Work to do: What you return should match every record exactly, with the images removed.

===== Exercise input =====

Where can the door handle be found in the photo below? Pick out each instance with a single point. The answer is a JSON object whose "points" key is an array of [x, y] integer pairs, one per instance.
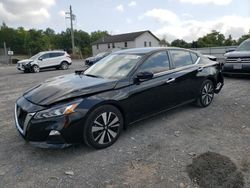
{"points": [[200, 69], [170, 80]]}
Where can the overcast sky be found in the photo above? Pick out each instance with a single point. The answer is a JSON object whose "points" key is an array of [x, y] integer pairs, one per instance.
{"points": [[183, 19]]}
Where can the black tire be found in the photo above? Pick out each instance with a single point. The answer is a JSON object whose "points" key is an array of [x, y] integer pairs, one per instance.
{"points": [[206, 94], [26, 71], [35, 69], [64, 65], [97, 133]]}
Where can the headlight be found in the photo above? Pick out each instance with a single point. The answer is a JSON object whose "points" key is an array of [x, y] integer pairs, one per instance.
{"points": [[58, 111]]}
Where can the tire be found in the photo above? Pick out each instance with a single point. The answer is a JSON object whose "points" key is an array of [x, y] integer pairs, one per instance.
{"points": [[64, 65], [26, 71], [35, 69], [97, 133], [206, 94]]}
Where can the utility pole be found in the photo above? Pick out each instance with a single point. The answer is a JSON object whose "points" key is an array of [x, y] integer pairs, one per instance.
{"points": [[72, 18]]}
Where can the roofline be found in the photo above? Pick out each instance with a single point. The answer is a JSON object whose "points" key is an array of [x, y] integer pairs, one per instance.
{"points": [[95, 43]]}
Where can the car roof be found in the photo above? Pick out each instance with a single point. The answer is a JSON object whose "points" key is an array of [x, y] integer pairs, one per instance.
{"points": [[148, 50], [61, 51]]}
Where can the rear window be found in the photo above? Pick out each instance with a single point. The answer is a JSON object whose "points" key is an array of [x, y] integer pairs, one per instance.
{"points": [[194, 57], [56, 54], [181, 58]]}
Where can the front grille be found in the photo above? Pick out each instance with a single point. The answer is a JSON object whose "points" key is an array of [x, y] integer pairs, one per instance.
{"points": [[21, 116], [238, 60]]}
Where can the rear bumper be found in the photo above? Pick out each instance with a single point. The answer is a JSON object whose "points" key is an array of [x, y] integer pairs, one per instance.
{"points": [[220, 83], [236, 68]]}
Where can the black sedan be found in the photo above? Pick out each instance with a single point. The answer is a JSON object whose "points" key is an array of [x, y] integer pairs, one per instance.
{"points": [[95, 105]]}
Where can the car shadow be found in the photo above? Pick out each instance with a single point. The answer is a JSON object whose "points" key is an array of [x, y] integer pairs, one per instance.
{"points": [[212, 170], [239, 77]]}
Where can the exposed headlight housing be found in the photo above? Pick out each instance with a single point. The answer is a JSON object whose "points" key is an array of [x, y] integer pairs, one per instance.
{"points": [[58, 110]]}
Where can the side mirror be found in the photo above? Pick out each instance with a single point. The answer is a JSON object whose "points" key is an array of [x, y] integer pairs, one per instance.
{"points": [[230, 50], [144, 75]]}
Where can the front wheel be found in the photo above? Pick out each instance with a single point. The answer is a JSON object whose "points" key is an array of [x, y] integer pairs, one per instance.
{"points": [[206, 94], [35, 69], [64, 66], [103, 127]]}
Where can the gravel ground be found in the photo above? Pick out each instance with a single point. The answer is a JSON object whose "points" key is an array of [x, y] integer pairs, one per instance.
{"points": [[185, 147]]}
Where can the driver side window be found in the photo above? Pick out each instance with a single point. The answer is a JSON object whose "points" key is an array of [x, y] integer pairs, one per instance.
{"points": [[158, 62], [44, 56]]}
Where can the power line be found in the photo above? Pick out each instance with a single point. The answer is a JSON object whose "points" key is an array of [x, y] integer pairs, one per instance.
{"points": [[72, 17]]}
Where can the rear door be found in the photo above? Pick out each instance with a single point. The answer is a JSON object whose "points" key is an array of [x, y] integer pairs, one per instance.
{"points": [[56, 58], [187, 67], [156, 94], [43, 60]]}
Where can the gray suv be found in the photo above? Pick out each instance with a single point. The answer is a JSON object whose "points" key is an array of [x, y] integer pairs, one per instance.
{"points": [[43, 60], [238, 61]]}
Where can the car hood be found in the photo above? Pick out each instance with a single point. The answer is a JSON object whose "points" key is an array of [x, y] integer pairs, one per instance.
{"points": [[25, 61], [238, 54], [91, 59], [65, 87]]}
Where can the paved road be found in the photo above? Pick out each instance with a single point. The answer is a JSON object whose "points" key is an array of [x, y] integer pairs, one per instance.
{"points": [[151, 153]]}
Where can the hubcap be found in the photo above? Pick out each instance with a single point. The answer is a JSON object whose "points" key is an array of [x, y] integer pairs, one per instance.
{"points": [[207, 94], [36, 69], [105, 128], [64, 66]]}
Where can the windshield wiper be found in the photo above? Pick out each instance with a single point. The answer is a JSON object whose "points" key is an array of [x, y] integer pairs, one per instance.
{"points": [[91, 75]]}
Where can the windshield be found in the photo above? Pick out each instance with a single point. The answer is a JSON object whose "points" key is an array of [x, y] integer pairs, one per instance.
{"points": [[35, 56], [244, 46], [101, 54], [114, 66]]}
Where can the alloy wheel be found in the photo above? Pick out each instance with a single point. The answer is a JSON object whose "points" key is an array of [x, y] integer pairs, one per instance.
{"points": [[36, 69], [207, 94], [64, 66], [105, 128]]}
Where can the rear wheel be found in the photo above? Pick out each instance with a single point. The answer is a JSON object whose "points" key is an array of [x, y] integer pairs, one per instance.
{"points": [[103, 127], [35, 69], [64, 65], [26, 71], [206, 94]]}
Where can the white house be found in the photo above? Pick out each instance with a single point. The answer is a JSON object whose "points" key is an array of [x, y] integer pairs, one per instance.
{"points": [[125, 41]]}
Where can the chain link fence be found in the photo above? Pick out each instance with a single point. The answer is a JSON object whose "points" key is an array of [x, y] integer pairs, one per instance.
{"points": [[218, 52]]}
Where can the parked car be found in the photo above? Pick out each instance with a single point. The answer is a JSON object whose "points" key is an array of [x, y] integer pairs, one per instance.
{"points": [[95, 105], [92, 60], [43, 60], [211, 57], [238, 61]]}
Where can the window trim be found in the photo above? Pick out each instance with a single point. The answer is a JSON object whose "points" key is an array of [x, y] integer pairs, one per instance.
{"points": [[159, 73], [172, 60]]}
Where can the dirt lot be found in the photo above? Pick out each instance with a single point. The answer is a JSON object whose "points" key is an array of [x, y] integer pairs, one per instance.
{"points": [[186, 147]]}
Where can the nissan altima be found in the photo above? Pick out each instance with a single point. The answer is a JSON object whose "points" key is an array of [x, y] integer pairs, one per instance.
{"points": [[95, 105]]}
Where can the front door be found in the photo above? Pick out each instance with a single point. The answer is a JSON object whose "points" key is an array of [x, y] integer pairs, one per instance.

=====

Result for this exercise:
Where can the door handle be found in the photo below? Pick out each instance with a single point. The answer is a JSON object whose "points" key is an array of [x, y] integer pairs, one per instance.
{"points": [[200, 69], [170, 80]]}
Where can the overcast sky be found in the photo above? Pick out each instance with a single point. The answer is a JSON object whose "points" key is an array of [x, y] integer pairs, one per instance.
{"points": [[183, 19]]}
Where can the black tire be found in the photo above? Pick out each instance with a single point. The answer is a JSON object whose "points" key is an array of [x, y] integer pairs, one per instance.
{"points": [[206, 94], [26, 71], [35, 69], [64, 65], [97, 133]]}
Where can the headlight be found in the photo above? Pick out each instance with a single point. The answer is a JSON object whose "points" key is an array of [x, y] integer pairs, one per instance.
{"points": [[58, 111]]}
Where can the tire be found in the photo above? Pick out each instance with a single point. The answer is a JSON object whose "points" key is an array of [x, y] integer pairs, one per instance.
{"points": [[64, 65], [26, 71], [35, 69], [97, 133], [206, 94]]}
Where can the utility pole be found in the photo above? Pick out each instance with a single point. The answer is a JSON object whose "points" key is an array of [x, y] integer pairs, one per instance.
{"points": [[72, 18]]}
Where can the roofline be found in the photo above? Pick out each instance with a single point. The answer is a JSON object whose "points" key is an array of [x, y] integer pairs, one per instance.
{"points": [[95, 43]]}
Where can the car roof be found in the photo above? Pick out each instance with a single point. The answer is a JSON object whose "points" key is an array of [x, y] integer pairs, one per instance.
{"points": [[148, 50], [61, 51]]}
Where can the rear window be found in the photo above? Pick out each instance with a single point. The answer is a JSON object whose "points" key is an array of [x, y] integer pairs, one per instance.
{"points": [[194, 57], [56, 54], [181, 58]]}
Where can the front grille be found in the photo above? Pick out each instance with a single point. The answer is a JSON object whose "points" key is an array of [x, y] integer pairs, one per instance.
{"points": [[21, 116], [238, 60]]}
Where can the rear bumper be found in the photo above? Pick out each instance with a single point. The answer is a JSON object whose "points" key is an array of [x, y] integer pairs, one per instance.
{"points": [[220, 83], [236, 68]]}
Where can the black sedan be found in the photo above? Pick out each instance with a single point. The answer is a JSON object whose "points" key is an array of [x, y] integer pairs, one per instance.
{"points": [[95, 105]]}
Where can the car shadow be found in the photo above? Pick out each instance with a single point. The answer is a JSON object whose "points" key is an array of [x, y] integer pairs, one per instance.
{"points": [[212, 170], [239, 77]]}
Where can the exposed headlight housing be found in the photo above? Pick out each instance with a single point. The answer is a JSON object whose "points" key is an array of [x, y] integer pairs, one per instance.
{"points": [[58, 110]]}
Where can the side mirror be found in the photo above? Pick out each instance with a single point. The answer is a JSON object whose "points" key is an array of [x, y] integer pairs, one per instance.
{"points": [[230, 50], [144, 75]]}
Where can the front wheel be found in the photo above? Pick out each instance with a single point. The answer is a JSON object whose "points" key is an array of [x, y] integer pairs, one per instance.
{"points": [[206, 94], [35, 69], [64, 66], [103, 127]]}
Where can the gravel ground be found in the photo above? Pick out each instance with a single point. The answer is a JSON object whose "points" key is an array of [x, y] integer pairs, one per instance.
{"points": [[185, 147]]}
Where can the driver side window be found in the photo above? Pick out each instance with a single point. The answer is a JSON object whose "points" key is an array of [x, y] integer pairs, one per instance.
{"points": [[158, 62], [44, 56]]}
Where can the power line be found in the photo above? Pick out each instance with a single point. The answer is a JSON object whose "points" key is an array of [x, y] integer pairs, one per instance.
{"points": [[72, 17]]}
Where can the rear door be found in the photo above? Pick out each instance with a single point. The answer is a JSON object whose "points" key is an array of [x, y] integer pairs, one per instance.
{"points": [[56, 58], [187, 67], [156, 94], [43, 60]]}
Where can the gray suv be found in the photo above? Pick out each instance with a single point. The answer is a JSON object whose "points" key is an array of [x, y] integer pairs, one per instance.
{"points": [[43, 60], [238, 61]]}
Where can the car hood be found in the photo above? Pick out each instance with a single point. The answer is a JSON object whose "points" key is an array of [x, y] integer pairs, one per instance.
{"points": [[25, 61], [238, 54], [91, 59], [65, 87]]}
Where can the paved road be found in the photo above? Pick out each instance with a single point. The answer is a JSON object whose "points" key is an array of [x, y] integer pairs, one per instance.
{"points": [[151, 153]]}
Where can the hubcap be found in the photo above? Pick out each instance with a single point. The answer is a JSON object whose "points" key is an array of [x, y] integer pairs, one per instance.
{"points": [[207, 94], [36, 69], [105, 128], [64, 66]]}
Where can the windshield wiper be found in the photo above? Pick out each instance with a single point. The answer is a JSON object whose "points" key is an array of [x, y] integer pairs, one per instance.
{"points": [[91, 75]]}
Where can the windshield be found in the photo above? Pick out each instance with a single point. The answer is a JSON object whose "points" key is an array of [x, y] integer pairs, one per instance.
{"points": [[35, 56], [244, 46], [101, 54], [114, 66]]}
Where can the alloy wheel be found in the photo above? Pick out each instance with a single point. The answer is a JSON object whose "points" key is an array of [x, y] integer pairs, one per instance.
{"points": [[36, 69], [207, 94], [64, 66], [105, 128]]}
Where can the rear wheel be found in the photo above? Pick out each instance with a single point. The answer is a JSON object whose "points" key is an array of [x, y] integer pairs, one per instance.
{"points": [[103, 127], [35, 69], [64, 65], [26, 71], [206, 94]]}
Where can the white house be found in the photo above? Pick out each instance with a single point. The answer is a JSON object whose "points" key is an array of [x, y] integer pairs, one per instance.
{"points": [[125, 41]]}
Where can the chain link fence be found in the photo above? Pick out each instance with a single point. The answer is a JSON object whose "points" key is an array of [x, y] integer pairs, one per instance.
{"points": [[218, 52]]}
Where can the parked car be found in the photo above? Pick out each instance with a single point. The answer is a JSON object whose "points" key is an array of [x, y] integer pairs, one per instance.
{"points": [[95, 105], [92, 60], [43, 60], [211, 57], [238, 61]]}
Where can the window trim be found in the photo above? Pick out each instance with a single point. The answer is a JSON object whose "points" key is an array of [x, y] integer pairs, one per instance.
{"points": [[159, 73], [172, 60]]}
Where can the dirt lot be found in the photo above? Pick out each instance with a single point. The answer is a JSON object whose "points" key is an array of [x, y] integer pairs, one per instance.
{"points": [[186, 147]]}
Where can the nissan altima be found in the photo above? Pick out each instance with a single point. The answer is a JSON object whose "points" key is an array of [x, y] integer pairs, one per instance.
{"points": [[95, 105]]}
Where can the front door be found in the photo above? Pick out each instance with a single point. The answer is a JSON object whose "points" key is an array of [x, y] integer pairs, one per instance.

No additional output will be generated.